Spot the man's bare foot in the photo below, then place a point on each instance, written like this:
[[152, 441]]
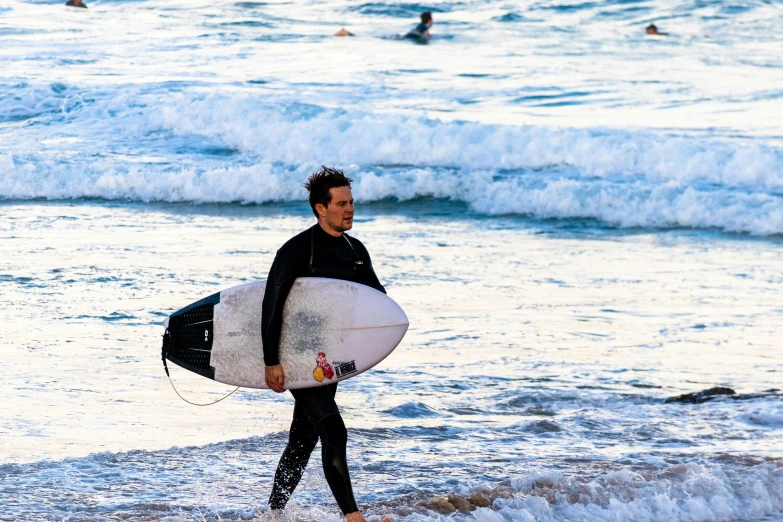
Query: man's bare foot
[[357, 517]]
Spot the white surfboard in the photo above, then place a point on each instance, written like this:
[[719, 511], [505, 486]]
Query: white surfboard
[[332, 330]]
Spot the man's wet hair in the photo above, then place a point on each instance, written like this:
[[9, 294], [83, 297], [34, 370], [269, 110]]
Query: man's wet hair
[[319, 183]]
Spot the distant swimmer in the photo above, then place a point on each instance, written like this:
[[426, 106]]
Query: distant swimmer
[[343, 32], [422, 31], [652, 30]]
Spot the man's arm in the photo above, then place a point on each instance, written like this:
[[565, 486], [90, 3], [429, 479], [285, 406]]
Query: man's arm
[[281, 278]]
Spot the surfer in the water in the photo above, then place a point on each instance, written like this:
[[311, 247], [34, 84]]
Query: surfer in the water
[[422, 31], [324, 250]]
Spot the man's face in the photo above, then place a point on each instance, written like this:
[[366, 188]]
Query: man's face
[[339, 214]]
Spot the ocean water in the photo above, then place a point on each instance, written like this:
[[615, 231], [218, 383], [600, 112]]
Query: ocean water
[[581, 222]]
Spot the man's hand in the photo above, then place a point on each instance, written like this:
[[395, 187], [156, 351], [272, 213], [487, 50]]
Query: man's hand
[[274, 378]]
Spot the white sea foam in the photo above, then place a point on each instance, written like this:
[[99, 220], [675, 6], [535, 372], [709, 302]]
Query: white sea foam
[[621, 178]]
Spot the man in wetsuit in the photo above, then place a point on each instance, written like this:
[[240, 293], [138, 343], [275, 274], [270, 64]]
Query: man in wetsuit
[[422, 31], [323, 250]]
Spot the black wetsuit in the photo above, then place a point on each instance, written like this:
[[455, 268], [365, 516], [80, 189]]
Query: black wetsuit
[[312, 253]]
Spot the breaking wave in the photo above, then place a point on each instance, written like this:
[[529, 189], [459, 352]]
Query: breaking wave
[[237, 149]]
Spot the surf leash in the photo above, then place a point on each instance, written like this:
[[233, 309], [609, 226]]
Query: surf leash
[[166, 340]]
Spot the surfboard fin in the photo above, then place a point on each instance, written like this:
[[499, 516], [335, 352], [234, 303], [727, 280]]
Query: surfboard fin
[[164, 350]]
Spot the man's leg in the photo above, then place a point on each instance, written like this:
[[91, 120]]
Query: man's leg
[[302, 439], [320, 407]]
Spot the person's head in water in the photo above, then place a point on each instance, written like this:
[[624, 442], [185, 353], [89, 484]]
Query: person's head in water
[[331, 200]]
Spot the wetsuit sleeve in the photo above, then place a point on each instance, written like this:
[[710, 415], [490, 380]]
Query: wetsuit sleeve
[[366, 274], [285, 269]]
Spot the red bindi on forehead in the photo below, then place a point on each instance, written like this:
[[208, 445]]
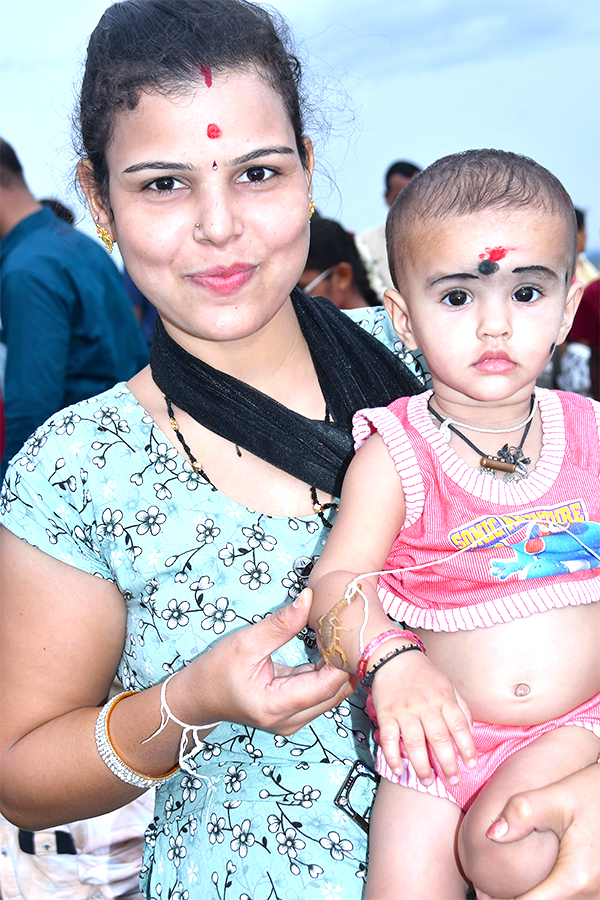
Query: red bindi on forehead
[[494, 254]]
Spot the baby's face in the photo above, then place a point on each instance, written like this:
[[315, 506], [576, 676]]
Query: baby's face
[[486, 297]]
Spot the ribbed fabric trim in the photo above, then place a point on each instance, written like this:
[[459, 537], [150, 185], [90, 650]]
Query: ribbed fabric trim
[[390, 430], [490, 612]]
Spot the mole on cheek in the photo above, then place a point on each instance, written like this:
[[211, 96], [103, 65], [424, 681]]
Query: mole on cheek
[[488, 267], [522, 690]]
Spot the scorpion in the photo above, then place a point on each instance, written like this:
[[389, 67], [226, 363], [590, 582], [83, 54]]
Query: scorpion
[[330, 628]]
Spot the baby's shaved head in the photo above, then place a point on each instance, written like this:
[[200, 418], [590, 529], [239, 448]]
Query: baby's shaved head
[[467, 183]]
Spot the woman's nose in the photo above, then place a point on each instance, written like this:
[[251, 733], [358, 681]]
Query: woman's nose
[[217, 219]]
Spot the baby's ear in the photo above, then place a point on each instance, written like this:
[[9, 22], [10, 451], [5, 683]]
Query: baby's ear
[[573, 300], [397, 310]]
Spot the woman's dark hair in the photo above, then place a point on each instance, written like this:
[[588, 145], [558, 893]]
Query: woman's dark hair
[[331, 244], [164, 45]]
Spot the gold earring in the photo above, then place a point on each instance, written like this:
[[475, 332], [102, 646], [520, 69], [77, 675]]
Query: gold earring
[[104, 236]]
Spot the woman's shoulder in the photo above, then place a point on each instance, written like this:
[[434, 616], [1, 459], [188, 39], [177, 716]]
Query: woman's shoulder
[[77, 430], [375, 321]]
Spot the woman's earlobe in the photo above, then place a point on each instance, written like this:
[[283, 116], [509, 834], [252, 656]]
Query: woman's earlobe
[[89, 186]]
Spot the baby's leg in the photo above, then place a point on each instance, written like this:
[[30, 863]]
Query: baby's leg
[[507, 870], [412, 850]]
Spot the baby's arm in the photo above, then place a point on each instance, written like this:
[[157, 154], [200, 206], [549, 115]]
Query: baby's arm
[[411, 696]]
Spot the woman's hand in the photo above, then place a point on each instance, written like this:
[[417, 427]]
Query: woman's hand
[[570, 808], [416, 700], [244, 685]]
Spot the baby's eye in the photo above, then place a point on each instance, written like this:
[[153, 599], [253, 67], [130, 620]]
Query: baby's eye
[[456, 298], [526, 294], [164, 185], [256, 174]]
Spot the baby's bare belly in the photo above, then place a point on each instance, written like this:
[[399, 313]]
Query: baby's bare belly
[[527, 671]]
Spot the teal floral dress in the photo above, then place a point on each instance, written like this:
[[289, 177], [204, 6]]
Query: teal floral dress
[[101, 488]]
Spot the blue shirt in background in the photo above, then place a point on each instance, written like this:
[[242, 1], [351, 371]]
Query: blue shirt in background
[[66, 321]]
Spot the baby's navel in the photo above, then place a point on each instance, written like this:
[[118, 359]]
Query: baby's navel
[[522, 690]]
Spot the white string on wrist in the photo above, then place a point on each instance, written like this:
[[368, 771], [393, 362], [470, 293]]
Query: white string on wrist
[[111, 758], [189, 731]]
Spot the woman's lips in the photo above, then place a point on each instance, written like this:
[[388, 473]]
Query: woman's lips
[[495, 362], [224, 279]]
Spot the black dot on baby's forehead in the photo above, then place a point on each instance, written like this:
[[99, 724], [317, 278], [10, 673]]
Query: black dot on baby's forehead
[[488, 267]]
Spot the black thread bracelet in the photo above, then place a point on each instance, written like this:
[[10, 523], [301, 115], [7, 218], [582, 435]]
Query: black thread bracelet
[[367, 681]]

--- --- ---

**Directions:** Reproduce only the lines above spanning from the line containing "[[395, 187], [156, 351], [272, 213], [487, 50]]" through the line containing "Spot the black wetsuit", word for word.

**Output below:**
[[395, 187], [156, 351], [272, 213], [487, 50]]
Query: man's hand
[[274, 378]]
Spot the white sea foam in the photo above, then place a point on each instance, written like this:
[[99, 220], [675, 6], [535, 372], [709, 302]]
Query: white sea foam
[[621, 178]]
Spot the man in wetsuit in the photo above, then place a point on each instance, written like this:
[[240, 293], [138, 343], [275, 274], [270, 64]]
Query: man in wetsuit
[[422, 31], [323, 250]]
Spot the black wetsuit in the photo above, then place a point on each instance, written like this:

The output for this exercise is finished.